### EXERCISE AIM
Which lines below fall between the one containing "<point>64,444</point>" and the one containing "<point>405,383</point>"? Repeat them exactly, counting both of those lines, and add nothing else.

(Stored data)
* * * *

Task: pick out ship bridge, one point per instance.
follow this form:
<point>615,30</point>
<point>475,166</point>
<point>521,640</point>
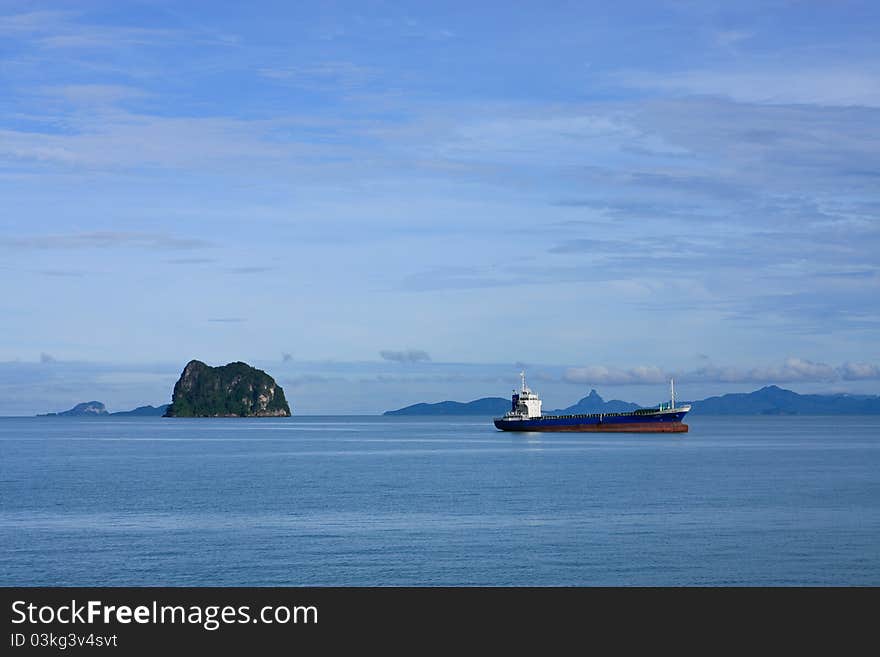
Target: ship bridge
<point>525,403</point>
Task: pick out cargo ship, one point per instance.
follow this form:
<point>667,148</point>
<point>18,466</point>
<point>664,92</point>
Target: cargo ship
<point>525,415</point>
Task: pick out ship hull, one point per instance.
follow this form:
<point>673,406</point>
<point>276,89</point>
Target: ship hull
<point>610,423</point>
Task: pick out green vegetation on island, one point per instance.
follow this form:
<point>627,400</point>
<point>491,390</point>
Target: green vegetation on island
<point>233,390</point>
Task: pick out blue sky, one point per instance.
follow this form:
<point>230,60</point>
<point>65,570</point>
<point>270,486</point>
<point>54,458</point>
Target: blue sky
<point>384,203</point>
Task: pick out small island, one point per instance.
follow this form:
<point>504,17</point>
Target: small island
<point>232,390</point>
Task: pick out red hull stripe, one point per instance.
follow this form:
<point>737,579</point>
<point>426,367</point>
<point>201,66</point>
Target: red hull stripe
<point>629,427</point>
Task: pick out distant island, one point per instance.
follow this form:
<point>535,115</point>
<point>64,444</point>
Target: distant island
<point>769,400</point>
<point>232,390</point>
<point>485,406</point>
<point>97,409</point>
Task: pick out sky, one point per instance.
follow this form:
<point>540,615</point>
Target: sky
<point>382,203</point>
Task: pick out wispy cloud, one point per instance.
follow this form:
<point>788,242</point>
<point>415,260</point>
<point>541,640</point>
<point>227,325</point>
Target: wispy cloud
<point>104,240</point>
<point>792,370</point>
<point>839,86</point>
<point>405,356</point>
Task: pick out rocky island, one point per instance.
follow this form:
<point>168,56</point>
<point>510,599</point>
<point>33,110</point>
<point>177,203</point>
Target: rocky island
<point>233,390</point>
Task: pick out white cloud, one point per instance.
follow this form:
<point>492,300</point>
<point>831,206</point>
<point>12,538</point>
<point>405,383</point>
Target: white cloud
<point>407,356</point>
<point>843,86</point>
<point>790,371</point>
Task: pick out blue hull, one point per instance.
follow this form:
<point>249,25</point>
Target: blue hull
<point>636,422</point>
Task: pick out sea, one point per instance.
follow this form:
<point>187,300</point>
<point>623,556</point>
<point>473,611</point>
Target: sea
<point>376,501</point>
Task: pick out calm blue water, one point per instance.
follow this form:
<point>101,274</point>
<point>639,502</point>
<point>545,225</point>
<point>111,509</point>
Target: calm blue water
<point>373,501</point>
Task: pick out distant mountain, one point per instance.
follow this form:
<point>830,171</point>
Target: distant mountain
<point>770,400</point>
<point>773,400</point>
<point>144,411</point>
<point>487,406</point>
<point>86,409</point>
<point>593,403</point>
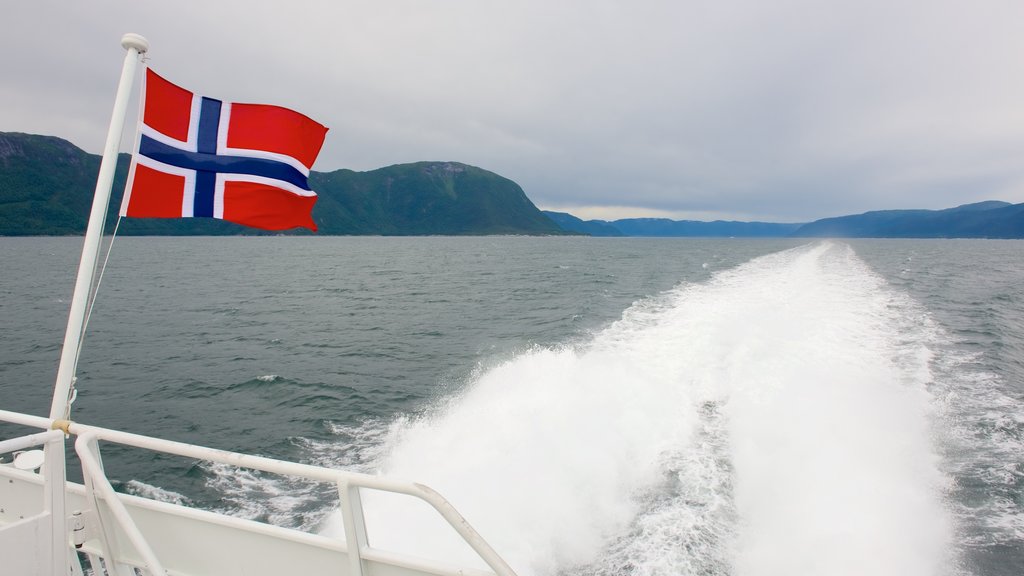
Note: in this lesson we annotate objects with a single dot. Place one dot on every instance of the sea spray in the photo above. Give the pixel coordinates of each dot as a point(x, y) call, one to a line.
point(772, 420)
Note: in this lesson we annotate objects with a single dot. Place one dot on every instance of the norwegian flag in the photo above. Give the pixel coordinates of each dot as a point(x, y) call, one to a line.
point(199, 157)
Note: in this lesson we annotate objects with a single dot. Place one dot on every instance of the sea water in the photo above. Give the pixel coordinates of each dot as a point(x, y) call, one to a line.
point(592, 406)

* * * *

### SOLVED EXERCISE
<point>64,444</point>
Target: distant island
<point>769,400</point>
<point>232,390</point>
<point>485,406</point>
<point>97,409</point>
Task: pick out sky, one point per instance.
follow this form:
<point>540,615</point>
Target: sky
<point>382,203</point>
Task: pick out wispy cloud, one point per instance.
follow this form:
<point>788,242</point>
<point>415,260</point>
<point>541,640</point>
<point>227,325</point>
Target: wispy cloud
<point>104,240</point>
<point>792,370</point>
<point>839,86</point>
<point>405,356</point>
Task: pick out rocky island, one point per instance.
follow this form:
<point>168,56</point>
<point>510,599</point>
<point>33,110</point>
<point>177,203</point>
Target: rocky island
<point>233,390</point>
Task: pick out white cloud, one point per instance.
follow this form:
<point>492,300</point>
<point>831,206</point>
<point>12,538</point>
<point>405,383</point>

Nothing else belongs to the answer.